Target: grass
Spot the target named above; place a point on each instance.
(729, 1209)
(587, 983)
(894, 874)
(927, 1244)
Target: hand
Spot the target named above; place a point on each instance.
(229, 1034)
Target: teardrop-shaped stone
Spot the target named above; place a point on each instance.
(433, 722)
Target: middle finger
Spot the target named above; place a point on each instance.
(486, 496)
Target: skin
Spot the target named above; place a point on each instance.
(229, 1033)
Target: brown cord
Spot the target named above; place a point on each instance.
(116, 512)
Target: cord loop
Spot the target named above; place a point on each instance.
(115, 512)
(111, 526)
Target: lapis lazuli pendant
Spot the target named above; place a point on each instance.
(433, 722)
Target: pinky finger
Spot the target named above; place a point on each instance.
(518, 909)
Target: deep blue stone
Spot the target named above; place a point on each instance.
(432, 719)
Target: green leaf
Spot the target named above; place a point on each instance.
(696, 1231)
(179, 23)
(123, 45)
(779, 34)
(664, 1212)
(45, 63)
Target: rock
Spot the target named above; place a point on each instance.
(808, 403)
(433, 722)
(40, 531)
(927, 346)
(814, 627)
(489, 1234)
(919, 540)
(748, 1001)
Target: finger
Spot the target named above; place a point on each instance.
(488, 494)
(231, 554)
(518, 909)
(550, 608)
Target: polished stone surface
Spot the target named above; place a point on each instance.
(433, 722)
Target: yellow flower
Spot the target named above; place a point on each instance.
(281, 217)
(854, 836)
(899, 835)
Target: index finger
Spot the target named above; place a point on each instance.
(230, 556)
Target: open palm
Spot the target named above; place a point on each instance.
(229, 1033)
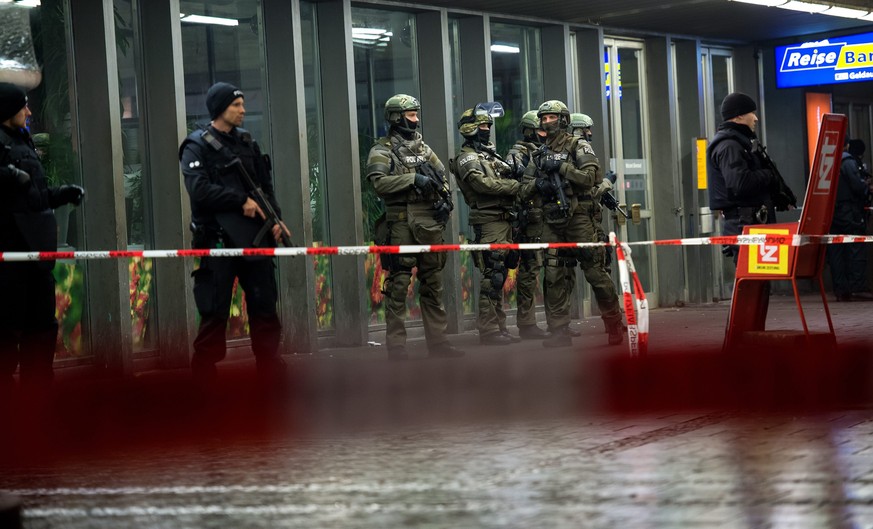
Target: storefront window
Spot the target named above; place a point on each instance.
(317, 180)
(226, 47)
(142, 281)
(466, 231)
(516, 63)
(34, 56)
(385, 53)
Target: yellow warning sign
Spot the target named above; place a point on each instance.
(770, 259)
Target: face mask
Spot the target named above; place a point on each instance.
(411, 125)
(551, 128)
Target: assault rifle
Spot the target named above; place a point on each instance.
(442, 205)
(780, 193)
(272, 218)
(608, 200)
(557, 195)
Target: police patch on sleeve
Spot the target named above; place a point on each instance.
(467, 158)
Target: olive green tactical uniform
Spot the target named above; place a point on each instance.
(530, 211)
(490, 192)
(580, 169)
(391, 167)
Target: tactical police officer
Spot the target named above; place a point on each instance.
(567, 173)
(225, 215)
(739, 182)
(490, 190)
(530, 230)
(411, 180)
(580, 125)
(28, 328)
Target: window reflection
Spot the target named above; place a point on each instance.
(516, 63)
(214, 52)
(318, 185)
(136, 196)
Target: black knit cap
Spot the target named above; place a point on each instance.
(736, 104)
(219, 97)
(12, 99)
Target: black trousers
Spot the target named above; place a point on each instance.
(28, 328)
(848, 262)
(213, 288)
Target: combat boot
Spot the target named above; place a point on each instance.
(560, 338)
(616, 333)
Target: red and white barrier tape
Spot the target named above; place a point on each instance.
(768, 239)
(636, 307)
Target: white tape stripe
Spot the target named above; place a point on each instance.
(796, 240)
(266, 510)
(293, 488)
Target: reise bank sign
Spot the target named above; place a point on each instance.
(844, 59)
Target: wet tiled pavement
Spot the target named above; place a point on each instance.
(513, 437)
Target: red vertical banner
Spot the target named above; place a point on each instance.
(817, 105)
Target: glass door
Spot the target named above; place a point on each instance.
(718, 82)
(629, 145)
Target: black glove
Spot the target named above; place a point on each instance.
(544, 187)
(422, 184)
(550, 164)
(22, 178)
(67, 194)
(442, 212)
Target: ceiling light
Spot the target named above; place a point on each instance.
(806, 7)
(846, 12)
(768, 3)
(202, 19)
(504, 48)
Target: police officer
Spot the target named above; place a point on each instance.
(568, 163)
(848, 262)
(580, 126)
(490, 190)
(28, 328)
(409, 177)
(225, 215)
(739, 182)
(530, 230)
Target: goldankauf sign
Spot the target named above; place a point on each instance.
(844, 59)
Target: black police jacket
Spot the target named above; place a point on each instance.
(217, 190)
(736, 177)
(27, 222)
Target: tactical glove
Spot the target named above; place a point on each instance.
(422, 184)
(544, 187)
(550, 164)
(604, 187)
(67, 194)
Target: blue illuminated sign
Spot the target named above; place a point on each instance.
(845, 59)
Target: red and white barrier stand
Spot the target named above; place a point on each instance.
(636, 307)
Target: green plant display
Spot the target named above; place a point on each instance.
(238, 321)
(323, 292)
(69, 302)
(141, 275)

Requirement: Output every entry word for word, but omit the pictures.

Exercise answer:
Target: grass
Spot the target named above; place a point on each instance.
(729, 1209)
(587, 983)
(894, 874)
(927, 1244)
Target: hand
Spot the target named above; place a point on each instance.
(229, 1034)
Target: teardrop-shaped stone
Spot the target named above; place a point on each instance.
(433, 722)
Target: middle finger
Spot the target named above; place a point on each instance.
(486, 496)
Target: skin
Spot the target named above; place a point on each instance.
(229, 1033)
Target: brown cord
Spot the target named above; place a point on each instance.
(116, 512)
Target: cord loop
Spot the target named above; place a point on each instance.
(115, 512)
(111, 526)
Target: lapis lazuli pendant
Spot the target named above; place a point on each instance.
(433, 722)
Target: pinky finger
Spot the target named above; place a point on each instance.
(518, 909)
Target: deep blue stone
Spot the target named above; place a point on each instance.
(432, 719)
Target: green leaf
Spot the target named above; place a point on each instance.
(696, 1231)
(179, 23)
(123, 45)
(779, 34)
(664, 1212)
(45, 63)
Target: rock
Spot the target named above; place a point on each instance.
(808, 403)
(433, 722)
(40, 531)
(927, 346)
(814, 627)
(489, 1234)
(919, 540)
(748, 1001)
Target: finger
Spot the target named above; place a point on each instance.
(488, 494)
(231, 554)
(518, 909)
(550, 608)
Target: polished stone surface
Spot the target named above; place a point on each instance.
(433, 722)
Target: yellow flower
Spot the target named above; place a point on each instance.
(281, 217)
(854, 836)
(899, 835)
Target: index finger
Spot the target named above; place a point on each instance.
(230, 556)
Target: open palm
Spot the target named above; place a point on each instance.
(229, 1033)
Target: storefront window
Spot the target named above; place a point on each instance.
(317, 180)
(226, 47)
(142, 281)
(466, 231)
(516, 63)
(34, 56)
(385, 53)
Target: yellow warning sign
Spot the target named above; place a point on each instance.
(770, 259)
Target: face mask
Spot the target named above; place a point on each instance.
(411, 125)
(551, 128)
Target: assault rifle
Spot the target named above; place a point on each instance.
(442, 205)
(780, 193)
(272, 218)
(608, 200)
(557, 195)
Target: police patch on sleeve
Spot the target named above; place a point on each instance.
(467, 158)
Target: olive green tactical uniform
Spot the target named above; place a point on each instance.
(530, 211)
(490, 192)
(580, 169)
(391, 167)
Target: tactical police officer
Spot the target named above; place a point on each instance.
(567, 173)
(225, 215)
(739, 182)
(490, 190)
(530, 230)
(411, 180)
(580, 125)
(28, 328)
Target: window reflection
Spot the target named above; place a point on each instance.
(516, 63)
(214, 52)
(318, 185)
(136, 196)
Target: black knit cap
Spot the target named above; place a point on each instance.
(736, 104)
(219, 97)
(12, 99)
Target: black trousers
Spot the target named above; place a point on each instance.
(28, 328)
(848, 262)
(213, 288)
Target: combat boot
Spot the target named above; place a point on each instance.
(560, 338)
(616, 333)
Target: red and white barrier tape
Spot the target named above; place a point on each instance.
(768, 239)
(636, 307)
Target: white tape stripe
Spot the target named above; place a point on each instance.
(796, 240)
(266, 510)
(293, 488)
Target: reise bank sign
Spot the target named above; place a point on each instance.
(844, 59)
Target: wet tiled pavement
Spot the target named above; place a point on each instance.
(513, 437)
Target: red vertical banner
Spot the target named above; place a point on each instance.
(817, 105)
Target: glass door
Spot the target named above; place a point on each instance.
(718, 82)
(629, 145)
Target: black glove
Spot the target named above; place a point on each instance.
(544, 187)
(422, 184)
(550, 164)
(22, 178)
(67, 194)
(442, 212)
Target: ceiling light
Spot the target named above; place a point on each instance.
(806, 7)
(846, 12)
(768, 3)
(202, 19)
(504, 48)
Target: police officer
Spot the target named above; place a point on each instance.
(568, 163)
(848, 262)
(580, 126)
(490, 190)
(28, 328)
(409, 177)
(225, 215)
(739, 182)
(530, 230)
Target: goldankauf sign
Spot the target named above; place a point on each instance.
(844, 59)
Target: black police jacket
Spot the target named above; place a point on each instance.
(217, 190)
(736, 177)
(27, 222)
Target: tactical glove
Spot the target named above; place a point on each instance.
(422, 184)
(544, 187)
(550, 164)
(604, 187)
(67, 194)
Target: blue illuminated sign
Spot the target named above; place a point on each instance.
(845, 59)
Target: red and white barrier stand
Spot the target named above; place a point on each instance.
(636, 307)
Target: green plant display
Spot the target named above; place a point on each instance.
(238, 321)
(323, 292)
(69, 302)
(141, 275)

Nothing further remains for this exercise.